# EXERCISE PASSAGE:
:::::
Confusing Terms: AI's False Cognates with Other Fields
False Cognates
In foreign languages, there are cognates, words that are the same or similar and mean the same thing. Think "house" in English and "Haus" in German. Then there are false cognates that seem similar but mean very different things. For example, "Gift" in German means “poison.”
In generative artificial intelligence (GenAI), certain popular terms overlap with terminology in other fields. Fish don’t know they’re swimming in water. Likewise, GenAI specialists often interact with people in other fields without realizing their use of terms familiar to themselves are causing confusion because of different meanings in another field.
False Cognates in Generative AI
Some common terms that might cause confusion include:
- In general: “local” meaning from a nearby area v. “local” meaning an AI model can run on your own computer.
- Chemistry, Economics, Acting, Publishing, Real Estate: AI agents clashes with several fields’ terms, including:
- “chemical agents.”
- an economic “agent” as in “principle-agent problem.”
- an “agent” representing actors or writers.
- a Realtor or similar agent.
- Law:
- Master of Laws (LLM) degree clashes with large language model (LLM).
- “inference" of fact v. the process of running the AI model.
:::::
# SUPPLIED DATA:
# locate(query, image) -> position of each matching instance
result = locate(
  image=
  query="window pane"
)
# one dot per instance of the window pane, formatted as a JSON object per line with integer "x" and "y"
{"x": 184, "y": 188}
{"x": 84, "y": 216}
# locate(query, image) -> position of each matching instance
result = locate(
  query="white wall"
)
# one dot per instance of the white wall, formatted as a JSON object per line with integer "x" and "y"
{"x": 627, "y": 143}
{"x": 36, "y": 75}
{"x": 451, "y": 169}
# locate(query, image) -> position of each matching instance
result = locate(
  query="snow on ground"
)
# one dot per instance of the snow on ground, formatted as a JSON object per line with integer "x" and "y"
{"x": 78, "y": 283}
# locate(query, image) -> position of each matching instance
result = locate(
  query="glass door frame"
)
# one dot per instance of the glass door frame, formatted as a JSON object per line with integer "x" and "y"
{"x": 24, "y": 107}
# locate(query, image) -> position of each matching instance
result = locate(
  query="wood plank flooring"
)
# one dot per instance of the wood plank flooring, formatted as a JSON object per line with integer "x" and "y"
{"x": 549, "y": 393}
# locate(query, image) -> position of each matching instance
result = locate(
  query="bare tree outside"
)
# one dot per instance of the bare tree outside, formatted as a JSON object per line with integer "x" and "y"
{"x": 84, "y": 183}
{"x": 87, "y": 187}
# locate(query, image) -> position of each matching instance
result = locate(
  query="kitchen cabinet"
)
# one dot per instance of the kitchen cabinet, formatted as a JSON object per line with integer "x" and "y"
:::::
# TASK REQUIREMENTS:
In the passage on AI's false cognates, which law degree shares its abbreviation with large language model? The data stand apart from the passage on AI's false cognates and are separate material.

# ANSWER SPACE:
The Master of Laws (LLM) degree.